#### TO DO:
Reproduce the whole listing below line for line, without changing a single character.

#### INFORMATION GIVEN:

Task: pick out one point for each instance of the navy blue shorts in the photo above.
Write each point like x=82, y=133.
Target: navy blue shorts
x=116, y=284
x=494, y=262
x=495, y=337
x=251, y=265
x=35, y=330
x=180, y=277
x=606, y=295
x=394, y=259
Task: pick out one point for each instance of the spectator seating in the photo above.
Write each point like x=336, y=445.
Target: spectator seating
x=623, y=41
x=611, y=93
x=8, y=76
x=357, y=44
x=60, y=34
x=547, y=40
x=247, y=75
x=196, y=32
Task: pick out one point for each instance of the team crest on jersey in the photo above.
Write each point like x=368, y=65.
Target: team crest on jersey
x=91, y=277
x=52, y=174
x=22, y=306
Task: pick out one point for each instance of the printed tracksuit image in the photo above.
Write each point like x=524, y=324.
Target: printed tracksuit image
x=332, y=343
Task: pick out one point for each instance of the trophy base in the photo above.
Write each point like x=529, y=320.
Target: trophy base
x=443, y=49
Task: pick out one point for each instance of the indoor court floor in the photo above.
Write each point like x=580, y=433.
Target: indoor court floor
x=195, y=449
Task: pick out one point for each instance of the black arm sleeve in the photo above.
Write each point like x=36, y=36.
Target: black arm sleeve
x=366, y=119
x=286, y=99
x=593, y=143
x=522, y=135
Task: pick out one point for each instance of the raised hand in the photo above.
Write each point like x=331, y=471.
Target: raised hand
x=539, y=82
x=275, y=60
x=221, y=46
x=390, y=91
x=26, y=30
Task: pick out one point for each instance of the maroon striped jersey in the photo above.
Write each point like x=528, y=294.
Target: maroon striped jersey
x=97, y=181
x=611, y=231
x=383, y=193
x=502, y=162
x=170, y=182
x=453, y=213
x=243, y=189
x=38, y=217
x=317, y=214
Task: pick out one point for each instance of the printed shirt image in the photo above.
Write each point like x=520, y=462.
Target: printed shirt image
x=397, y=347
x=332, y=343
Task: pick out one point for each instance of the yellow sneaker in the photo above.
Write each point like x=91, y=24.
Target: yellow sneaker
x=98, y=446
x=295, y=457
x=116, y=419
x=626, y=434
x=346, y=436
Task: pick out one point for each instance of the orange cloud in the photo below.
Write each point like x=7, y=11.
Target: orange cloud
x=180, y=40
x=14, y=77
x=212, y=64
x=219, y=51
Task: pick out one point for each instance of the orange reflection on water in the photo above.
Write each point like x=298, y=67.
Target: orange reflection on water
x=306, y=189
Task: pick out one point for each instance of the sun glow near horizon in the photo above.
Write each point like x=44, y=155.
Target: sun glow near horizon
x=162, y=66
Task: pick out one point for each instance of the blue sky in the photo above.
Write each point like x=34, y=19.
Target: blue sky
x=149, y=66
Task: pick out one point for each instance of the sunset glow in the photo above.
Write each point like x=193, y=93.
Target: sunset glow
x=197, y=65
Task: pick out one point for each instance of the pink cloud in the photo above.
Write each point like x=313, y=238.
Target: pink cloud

#### WRITTEN RESPONSE:
Task: pick out one point for each instance of the navy blue shorts in the photo above.
Write each point like x=82, y=133.
Target: navy blue shorts
x=116, y=284
x=494, y=262
x=495, y=337
x=251, y=265
x=35, y=330
x=180, y=277
x=606, y=295
x=394, y=259
Task: pick out one point for each instance of the spectator seating in the photo above.
Write each point like x=336, y=445.
Target: spectator seating
x=623, y=41
x=611, y=93
x=8, y=76
x=357, y=44
x=60, y=34
x=547, y=40
x=247, y=75
x=196, y=32
Task: pick out one point for each instance of the team crest on jersey in the photo above.
Write each point like x=368, y=65.
Target: team crest on jersey
x=91, y=277
x=52, y=174
x=22, y=306
Task: pick out one point for each instance of the printed tracksuit image in the photo above.
Write each point like x=524, y=324.
Target: printed tracksuit image
x=332, y=343
Task: pick out one point for each instance of the trophy base in the photo above.
Write each point like x=529, y=320.
Target: trophy base
x=443, y=49
Task: pick out one point for each instance of the indoor court floor in the photo above.
Write each point like x=580, y=433.
Target: indoor court floor
x=195, y=449
Task: pick out one point for each instance of the black arm sleeve in the photo above.
Write each point like x=36, y=36.
Target: black arm sleeve
x=366, y=119
x=286, y=99
x=593, y=143
x=522, y=135
Task: pick out one point for each instance of the raised hand in the photo above.
Write each point like x=331, y=471.
Target: raised hand
x=539, y=82
x=275, y=60
x=221, y=46
x=390, y=91
x=26, y=30
Task: pick out one point for each instance of the maroon striped jersey in the photo above.
Write each point like x=528, y=294.
Target: maroon striped jersey
x=97, y=181
x=611, y=231
x=383, y=193
x=502, y=162
x=170, y=182
x=453, y=213
x=243, y=189
x=38, y=217
x=317, y=214
Task: pick out one point for each instance of the printed shirt image in the photo above.
Write each point like x=520, y=462.
Target: printed shirt image
x=397, y=347
x=332, y=343
Task: pick out one point for each instance of the yellow sneaker in the photo above.
Write each point like x=91, y=24.
Target: yellow sneaker
x=98, y=446
x=295, y=457
x=116, y=419
x=626, y=434
x=346, y=436
Task: pick out one point for each instance of the orange cloud in the photo below.
Write each point like x=7, y=11.
Target: orange cloud
x=180, y=40
x=14, y=77
x=212, y=64
x=219, y=51
Task: pick out one point for each instance of the orange reflection on water in the photo above.
Write each point like x=298, y=67.
Target: orange reflection on water
x=306, y=189
Task: pick out one point for each instance of the sun glow near horizon in the photo above.
Write each point like x=44, y=155.
Target: sun glow near horizon
x=162, y=66
Task: pick out one point for each instance of the blue sky in the photo above.
Write each point like x=34, y=19.
Target: blue sky
x=149, y=66
Task: pick out one point for each instance of the sunset glow in the photo above.
Write each point like x=193, y=93.
Target: sunset glow
x=197, y=65
Task: pick out one point for each instance of the pink cloud in the photo above.
Write each point like x=313, y=238.
Target: pink cloud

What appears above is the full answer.